### What you should do
Every record should be copied exactly, except that pictures are to be omitted.

━━━

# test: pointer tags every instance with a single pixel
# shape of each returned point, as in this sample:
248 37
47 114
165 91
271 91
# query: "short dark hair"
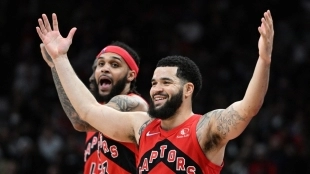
135 56
187 70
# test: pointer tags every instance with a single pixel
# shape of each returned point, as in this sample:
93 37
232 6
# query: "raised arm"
118 125
73 116
217 127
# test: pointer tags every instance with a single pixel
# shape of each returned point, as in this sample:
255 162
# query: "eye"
166 82
100 63
114 65
154 83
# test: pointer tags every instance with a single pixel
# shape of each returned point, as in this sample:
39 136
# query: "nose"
92 77
105 68
157 89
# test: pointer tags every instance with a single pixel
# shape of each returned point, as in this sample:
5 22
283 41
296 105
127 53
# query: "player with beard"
111 78
174 140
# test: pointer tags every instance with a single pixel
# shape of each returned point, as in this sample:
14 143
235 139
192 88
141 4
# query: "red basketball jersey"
103 155
173 151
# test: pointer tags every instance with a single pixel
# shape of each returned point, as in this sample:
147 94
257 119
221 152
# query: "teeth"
156 99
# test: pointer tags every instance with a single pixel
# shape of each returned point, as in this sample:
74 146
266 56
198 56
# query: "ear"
131 75
188 89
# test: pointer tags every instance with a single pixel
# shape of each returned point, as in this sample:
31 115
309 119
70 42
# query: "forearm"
73 116
257 88
79 96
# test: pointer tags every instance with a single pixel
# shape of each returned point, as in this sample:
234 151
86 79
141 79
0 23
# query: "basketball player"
171 138
111 77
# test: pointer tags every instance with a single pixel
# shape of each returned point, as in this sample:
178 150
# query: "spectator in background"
167 139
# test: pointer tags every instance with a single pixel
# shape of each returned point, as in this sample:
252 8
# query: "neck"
182 114
126 89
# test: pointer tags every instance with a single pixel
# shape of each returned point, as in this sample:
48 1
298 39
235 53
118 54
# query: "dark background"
219 35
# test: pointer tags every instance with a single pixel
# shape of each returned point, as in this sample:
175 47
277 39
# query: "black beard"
116 90
168 109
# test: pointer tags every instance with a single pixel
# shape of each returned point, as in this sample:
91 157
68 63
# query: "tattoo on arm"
226 120
66 104
124 103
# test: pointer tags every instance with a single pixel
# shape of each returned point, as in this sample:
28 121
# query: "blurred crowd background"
221 36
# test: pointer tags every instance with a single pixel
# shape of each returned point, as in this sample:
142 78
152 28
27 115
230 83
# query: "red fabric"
124 54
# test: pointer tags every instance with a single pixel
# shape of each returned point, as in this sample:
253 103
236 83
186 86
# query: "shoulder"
128 103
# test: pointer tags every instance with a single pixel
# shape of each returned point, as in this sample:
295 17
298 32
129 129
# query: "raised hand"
266 31
54 43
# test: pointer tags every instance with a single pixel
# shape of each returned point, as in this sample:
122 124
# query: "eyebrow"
162 79
114 57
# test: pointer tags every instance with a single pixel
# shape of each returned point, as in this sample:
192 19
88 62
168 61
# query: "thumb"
71 33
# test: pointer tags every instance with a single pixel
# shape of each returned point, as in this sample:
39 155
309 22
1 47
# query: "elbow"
253 111
79 127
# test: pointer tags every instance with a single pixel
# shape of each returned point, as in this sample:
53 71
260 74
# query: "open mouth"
104 83
159 99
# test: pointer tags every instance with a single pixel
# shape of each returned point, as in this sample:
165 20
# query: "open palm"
266 36
55 44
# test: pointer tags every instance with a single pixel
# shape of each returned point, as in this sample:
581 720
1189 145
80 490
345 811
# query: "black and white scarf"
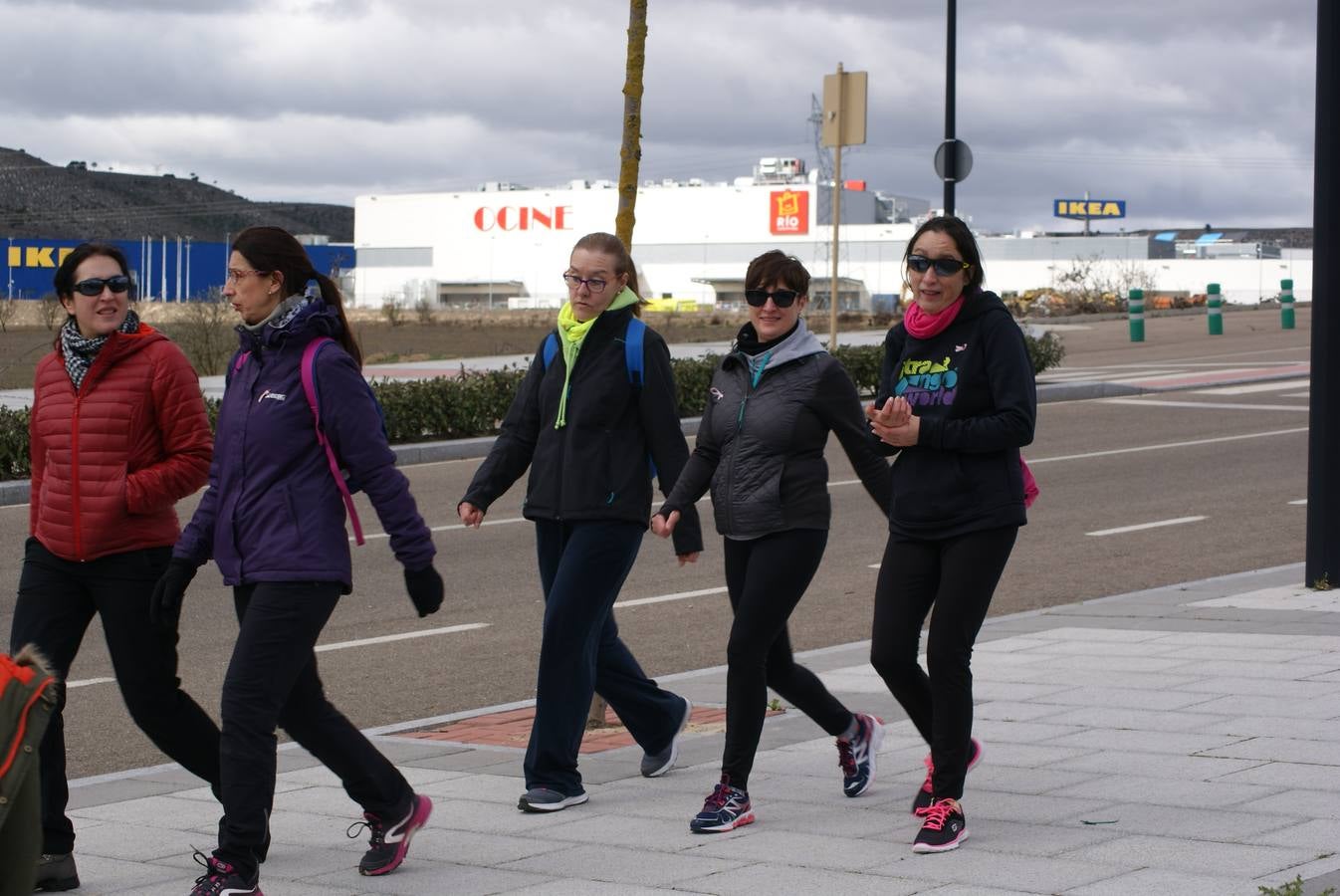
81 352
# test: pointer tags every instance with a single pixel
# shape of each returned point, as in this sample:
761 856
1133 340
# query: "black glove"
165 603
425 588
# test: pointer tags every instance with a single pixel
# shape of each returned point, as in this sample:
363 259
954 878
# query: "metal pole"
950 157
1323 552
832 291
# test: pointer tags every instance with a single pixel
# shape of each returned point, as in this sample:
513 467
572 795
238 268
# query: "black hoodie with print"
972 387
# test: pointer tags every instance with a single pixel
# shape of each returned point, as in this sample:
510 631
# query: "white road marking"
682 594
384 639
1277 386
89 681
1146 526
1224 406
1033 461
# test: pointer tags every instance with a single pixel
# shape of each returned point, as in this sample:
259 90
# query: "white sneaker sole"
551 806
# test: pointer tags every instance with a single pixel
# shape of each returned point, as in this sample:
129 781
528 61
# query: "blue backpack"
632 339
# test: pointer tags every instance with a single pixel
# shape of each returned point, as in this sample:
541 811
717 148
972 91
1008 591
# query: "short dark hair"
964 240
275 251
774 266
65 279
612 247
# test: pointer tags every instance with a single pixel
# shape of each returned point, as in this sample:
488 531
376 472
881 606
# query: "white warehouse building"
508 247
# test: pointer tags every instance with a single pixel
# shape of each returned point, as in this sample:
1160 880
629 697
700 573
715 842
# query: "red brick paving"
512 728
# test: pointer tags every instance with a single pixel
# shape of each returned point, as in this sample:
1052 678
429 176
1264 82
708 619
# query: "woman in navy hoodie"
956 402
272 519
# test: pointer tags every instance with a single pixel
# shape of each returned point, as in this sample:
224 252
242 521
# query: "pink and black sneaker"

━━━

### Full response
# test: pointer tags every instance with a single pixel
# shape of each returned point, as in this sample:
248 37
47 114
165 91
271 91
# query: "short dark hair"
135 56
187 70
# test: pointer tags every instance with a single pixel
# shape of each returned point, as in this sample:
93 37
232 6
# query: "raised arm"
118 125
73 116
217 127
# test: pointer tags every instance with a single pixel
# shape of each returned point, as in this sample:
255 162
# query: "eye"
166 82
100 63
114 65
154 83
# test: pointer tags every instance with a single pixel
# shape of each returned point, as in this sample:
39 136
# query: "nose"
92 77
105 68
157 89
# test: pointer tags every instance with a single pixel
# shape of each returned point, as in this sample:
5 22
283 41
296 105
127 53
# query: "player with beard"
111 78
174 140
# test: pointer tags every instance with a single pixel
# shape of each returned point, as in this sample:
14 143
235 139
192 88
141 4
# query: "red basketball jersey"
103 155
173 151
# test: pointer tags every instance with a single pixel
# shape of each returned point, as in this sample:
147 94
257 119
221 152
# query: "teeth"
156 99
# test: pointer tags every instance with a single pixel
# shape of each returned point, as in this sample:
74 146
266 56
198 56
# query: "ear"
131 75
188 89
# test: pointer tags every instance with a single pixel
# shape of each returned point, as in this sample:
31 115
309 119
70 42
# query: "forearm"
73 116
257 88
79 96
# test: pointer tags every instance with a single pixel
# shape of each returned point, as in this sample:
234 151
86 79
141 79
0 23
# query: "basketball player"
171 138
111 77
# test: pointer tags every instance with a single pixel
# shape of each returned point, as in this sample:
178 150
# query: "spectator in background"
167 139
# test: pointer tags every instance with a single pixel
# shape of each returned point, as in this sample:
252 8
# query: "neck"
182 114
126 89
# test: pointer tags every instance with a single pixel
# shape of each returned point, as in this sample:
48 1
298 39
235 53
118 54
# query: "dark background"
219 35
# test: pointer tags every instance with a single pixel
# shape of each returned point, as in this sample:
175 47
277 39
# query: "black beard"
116 90
168 109
# test: pointer tags every instance with a single pixel
# shape of each returned point, as in this sample:
91 157
68 63
# query: "tattoo on arm"
226 120
66 104
124 103
# test: pointer tags every instance with a single pixel
# shape of each returned point, as in this sample:
28 121
# query: "blurred crowd background"
221 36
# test: pointer tags every instance with a single pixel
# shape of each returned point, as in this sample:
142 78
152 28
27 115
230 83
# query: "red fabric"
124 54
# test: pointer tags every instance with a single pixel
# shape of each returned point, as in this sample:
253 103
236 83
186 86
# query: "shoulder"
128 103
# test: pointer tags every instance with a single pixel
# shape of each returned point, as in this sample:
295 17
298 32
129 129
# query: "raised hand"
266 31
54 43
# test: pointer tags every instance with a single pixel
# shape of each returned point, as in this sample:
122 124
# query: "eyebrow"
162 79
114 57
# test: pointer tags every instance with a single pixel
# shape of each returned point, as in this sample:
192 19
88 62
168 61
# query: "thumb"
71 33
# test: pointer tags every instance with a single pixel
# shape of each returned point, as in this sample:
39 155
309 22
1 47
# query: "elbow"
253 111
79 127
# test: pointer tags every instance with a single pixel
# shape of each returned point, as in this sample:
53 71
260 74
# query: "open mouth"
104 83
159 99
# test: pointer tags every instance with a single pixel
# shape of each returned point, as in this sample:
165 20
# query: "open palm"
266 36
55 44
# test: pointer tags every instance with a single pixel
# shape of each returned point, as in this sample:
581 720
1189 145
80 490
345 811
# query: "black and white scarf"
81 352
# test: pointer tags every instance with a single pixel
# shape of each returned point, as in this sample:
761 856
1133 340
# query: "black glove"
165 603
425 588
# test: pointer tags every instance with a single pixel
# shape of each returned point, as in this sample:
363 259
954 878
# query: "metal pole"
950 157
1323 552
832 291
# test: pointer tags every instance with a single pixel
# shape of each returned point, as in this sample:
513 467
572 795
238 268
# query: "black hoodie with print"
972 387
# test: pointer tags every instance with a single pixel
# shape of each returned point, as in this sample:
510 631
# query: "white road marking"
682 594
384 639
1277 386
89 681
1146 526
1224 406
1033 461
# test: pointer tags every instance with a single pixel
# shape of each returned point, as in this sample:
259 90
# query: "white sneaker sole"
551 806
# test: pointer tags every instance with a single pixel
# shape of each returned point, as in this sample:
129 781
528 61
# query: "blue backpack"
632 339
# test: pointer tags every instance with a single pixel
# shape of each returned point, as in this sample:
541 811
717 148
972 91
1008 591
# query: "short dark hair"
964 240
275 251
774 266
65 279
612 247
# test: pointer tags every instance with a single pixel
# shape of each returned point, as in this sample:
488 531
376 472
881 606
# query: "white warehouse building"
508 247
# test: pointer tags every instance with a single pixel
# shape of each returned point, as in this sample:
1160 880
629 697
700 573
715 842
# query: "red brick paving"
512 728
# test: pointer tags every instance with a single pixel
# shape of each returned point, as in this sample:
1052 678
429 176
1264 82
708 619
# query: "woman in navy hoodie"
956 402
272 519
# test: pointer tags every instance with a single pixel
# shape of each returned point, as in this sample:
224 252
242 521
# query: "pink and black sneaker"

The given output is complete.